Exercise
Which lines of the records contain the word "house"? Copy each one.

[Start of Attachment]

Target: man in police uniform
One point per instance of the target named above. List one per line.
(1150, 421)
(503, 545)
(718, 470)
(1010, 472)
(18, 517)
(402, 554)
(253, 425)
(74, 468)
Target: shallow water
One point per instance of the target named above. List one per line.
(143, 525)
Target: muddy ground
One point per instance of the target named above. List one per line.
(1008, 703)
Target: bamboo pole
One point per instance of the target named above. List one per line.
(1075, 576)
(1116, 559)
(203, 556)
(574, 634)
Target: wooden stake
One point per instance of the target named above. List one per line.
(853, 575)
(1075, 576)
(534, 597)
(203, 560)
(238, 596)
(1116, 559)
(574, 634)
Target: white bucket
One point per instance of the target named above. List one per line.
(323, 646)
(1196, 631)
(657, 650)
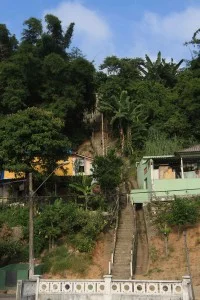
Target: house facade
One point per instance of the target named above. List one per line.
(13, 184)
(164, 177)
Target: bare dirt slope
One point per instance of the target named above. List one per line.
(174, 266)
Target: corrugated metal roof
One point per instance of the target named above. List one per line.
(158, 156)
(195, 148)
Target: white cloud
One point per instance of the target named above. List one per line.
(165, 33)
(92, 33)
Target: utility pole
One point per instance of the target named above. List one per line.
(102, 135)
(31, 250)
(188, 262)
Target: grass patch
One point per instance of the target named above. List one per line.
(60, 260)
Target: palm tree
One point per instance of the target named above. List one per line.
(123, 113)
(160, 70)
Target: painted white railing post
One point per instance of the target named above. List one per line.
(108, 281)
(19, 290)
(186, 283)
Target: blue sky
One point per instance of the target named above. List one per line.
(126, 28)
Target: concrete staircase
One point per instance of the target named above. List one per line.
(121, 266)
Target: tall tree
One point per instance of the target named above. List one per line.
(32, 31)
(29, 138)
(8, 43)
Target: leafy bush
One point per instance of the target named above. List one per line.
(183, 212)
(10, 249)
(82, 242)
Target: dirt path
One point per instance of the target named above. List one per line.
(142, 249)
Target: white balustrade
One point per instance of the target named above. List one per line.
(137, 287)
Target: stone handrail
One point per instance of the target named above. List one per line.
(166, 289)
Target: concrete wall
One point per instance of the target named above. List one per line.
(140, 196)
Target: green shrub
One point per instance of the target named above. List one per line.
(83, 243)
(59, 260)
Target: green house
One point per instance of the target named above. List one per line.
(164, 177)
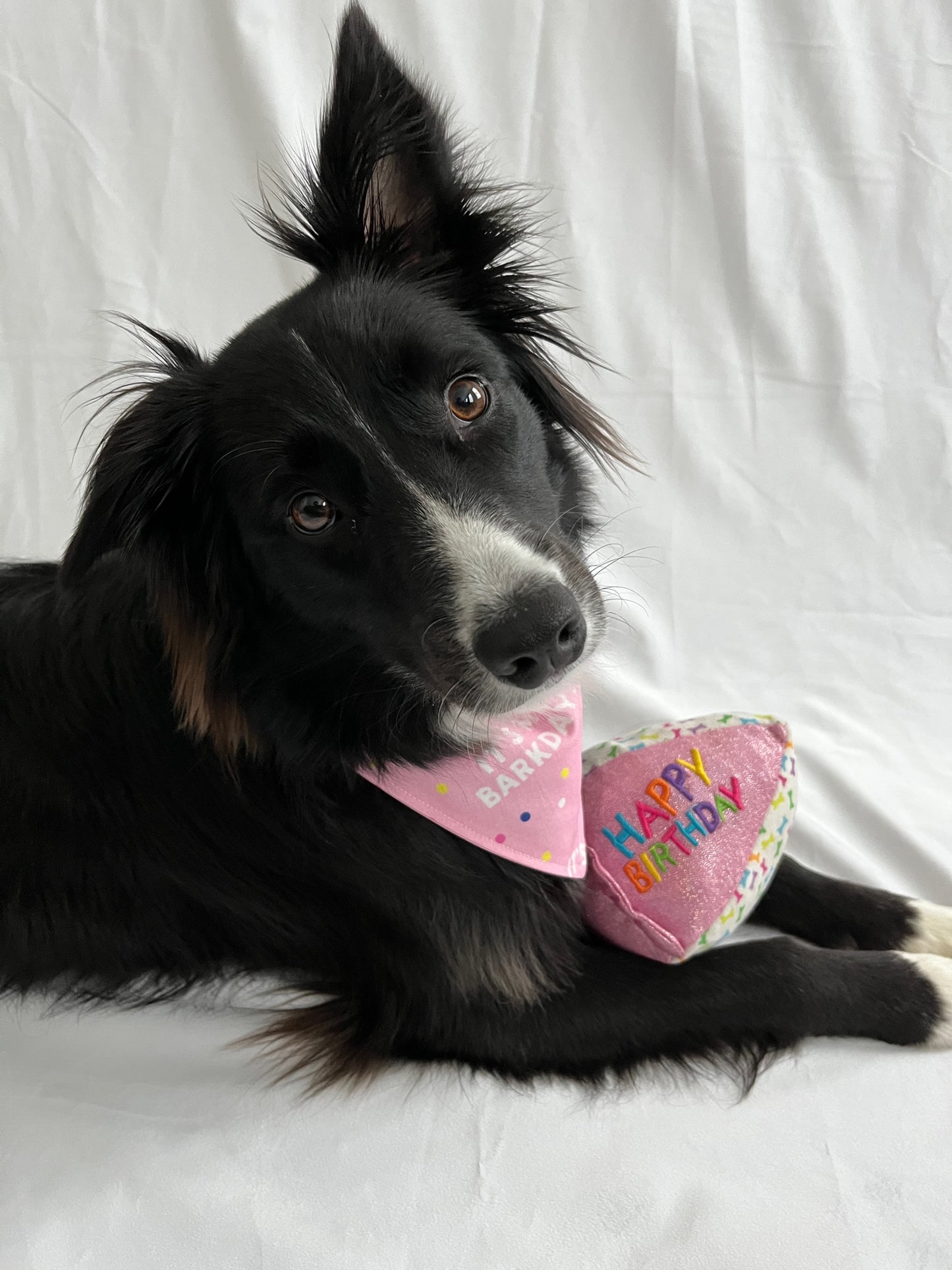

[End of Attachment]

Response to this task
Target: house facade
Target: green house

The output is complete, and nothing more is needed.